[Supplied passage]
August 22 was the 100th anniversary of the birth in the U.S. city of Waukegan, Illinois, of the great writer Ray Bradbury. His work, however, maintains an exceptional freshness. He imagines the future through a sharp and devastating critical look at the Yankee model of then and now.
In 1953 he published a revealing novel, Fahrenheit 451, which challenges McCarthyism and the system's repressive apparatus with a denunciation of the reign of stupidity and the persecution and censorship of intelligence, memory, the humanist legacy of Western culture, and all that fascism considers heretical.
The title of Bradbury's novel alludes to the temperature required to burn paper. In Fahrenheit's USA 451, books are banned. According to the official discourse, they are harmful, maleficent objects; they inoculate people with confusing and disturbing thoughts; hinder access to happiness; offer them chaos in the face of the "certainties" of a lethargic daily life.
Anyone who hides a personal library or a few volumes violates the law and must be denounced. After the denunciation, the "firemen" are mobilized, using not jets of water but of fire, and reducing to ashes every book they find before the horrified eyes of its owners.

(Natural-language object grounding data)
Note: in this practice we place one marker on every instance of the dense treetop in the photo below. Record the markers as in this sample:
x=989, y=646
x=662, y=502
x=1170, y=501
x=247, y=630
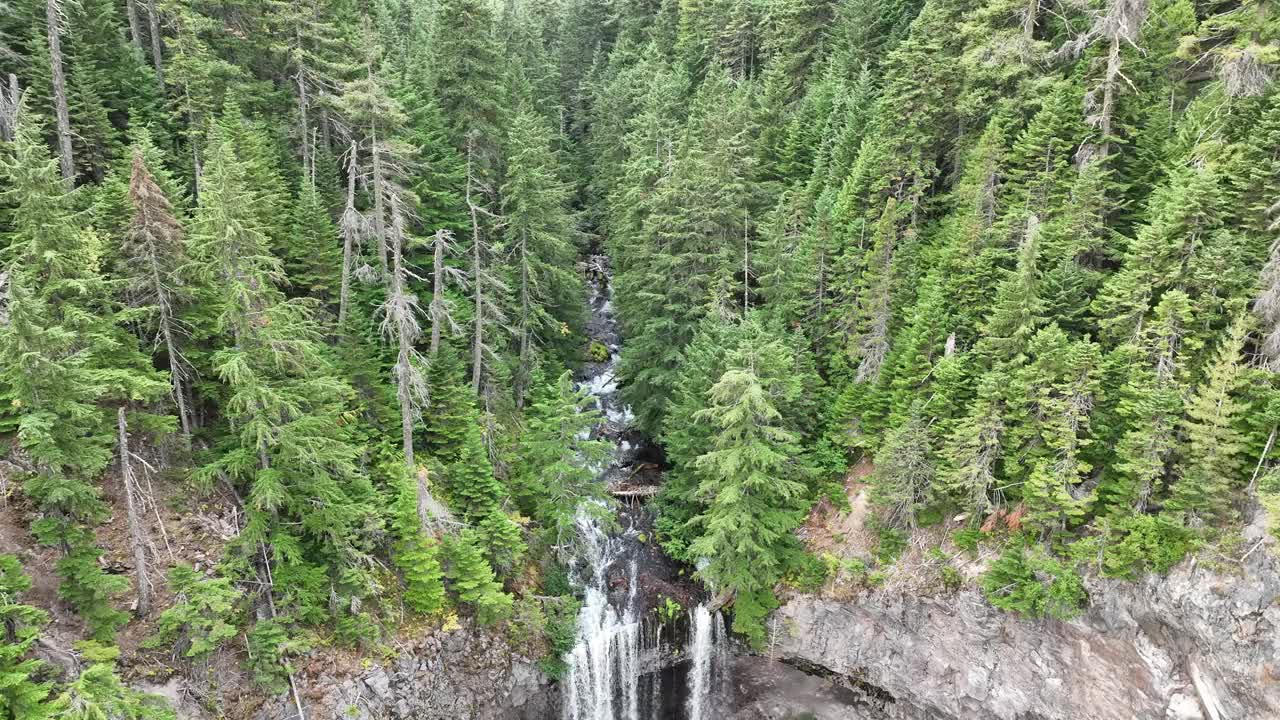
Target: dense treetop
x=324, y=259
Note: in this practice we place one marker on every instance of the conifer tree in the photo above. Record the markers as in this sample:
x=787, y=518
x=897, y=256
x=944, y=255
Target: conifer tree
x=753, y=490
x=151, y=255
x=471, y=578
x=65, y=358
x=556, y=464
x=22, y=692
x=1212, y=463
x=536, y=222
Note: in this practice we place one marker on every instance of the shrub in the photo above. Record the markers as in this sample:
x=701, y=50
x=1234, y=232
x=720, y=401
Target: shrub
x=1033, y=583
x=1146, y=542
x=202, y=615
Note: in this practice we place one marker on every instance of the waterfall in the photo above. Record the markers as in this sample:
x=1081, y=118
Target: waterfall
x=612, y=650
x=603, y=677
x=707, y=657
x=604, y=664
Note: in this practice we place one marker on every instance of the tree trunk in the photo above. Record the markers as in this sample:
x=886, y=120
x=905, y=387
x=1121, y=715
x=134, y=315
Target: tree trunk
x=379, y=203
x=437, y=291
x=176, y=370
x=1029, y=18
x=131, y=9
x=348, y=237
x=302, y=115
x=1109, y=100
x=478, y=340
x=525, y=350
x=137, y=542
x=65, y=160
x=403, y=370
x=9, y=108
x=156, y=54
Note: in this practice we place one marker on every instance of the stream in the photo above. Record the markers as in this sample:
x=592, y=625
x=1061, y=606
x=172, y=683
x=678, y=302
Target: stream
x=625, y=664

[What this task involves] Take the article on Ray Bradbury and Fahrenheit 451 further, picking up after its last sentence. The items stand apart from the Bradbury article and are not connected to it.

[Response to the exercise]
Twenty years before the publication of Fahrenheit 451, in 1933, the Nazi student leader Herbert Gutjahr led, together with Goebbels, the so-called "Action Against the Anti-German Spirit". More than 20,000 books were burned at Berlin’s Opernplatz. Gutjahr shouted: "I give to the fire everything that symbolizes the non-German spirit". Similar events and speeches took place across the country.
Twenty years after the appearance of Bradbury's novel, in 1973, the most popular book burning took place in Pinochet's Chile, in the Torres de San Borja, in Santiago. Channel 13 television covered the monstrous event. Several analysts have explained that any volume with a title that contained the word "red" in any variant was condemned to be burned. Even books that spoke of the artistic current of cubism were burned by the hordes, since the inquisitors considered that they referred to Cuba.
Montag, the protagonist of Fahrenheit 451, is a "fireman" who goes with his companions to a house that has been denounced. They soak their books and their surroundings in gasoline and demand that the owner (a weeping old woman) step out into the street to be safe from the fire. But the old woman, surprisingly, uses a match and burns, she too, in the fire.
That suicidal act moves Montag and leads him to question the meaning of his profession and his entire life. What inexplicable value do books have that can lead a person to decide to be incinerated with them, he asks himself. And he begins to understand that books are more than paper and letters lined up. Little by little he sees them as a synthesis of personal and collective memory, as reservoirs of thought and spirituality in an empty landscape, populated by the chatter of people with nothing to say to each other and an omnipresent television designed to idiotize the viewers.
"Television tells you what to think, over and over again, all the time," an old literature professor who lost his job almost a century ago tells Montag. "All culture is broken, our civilization is falling apart," he adds.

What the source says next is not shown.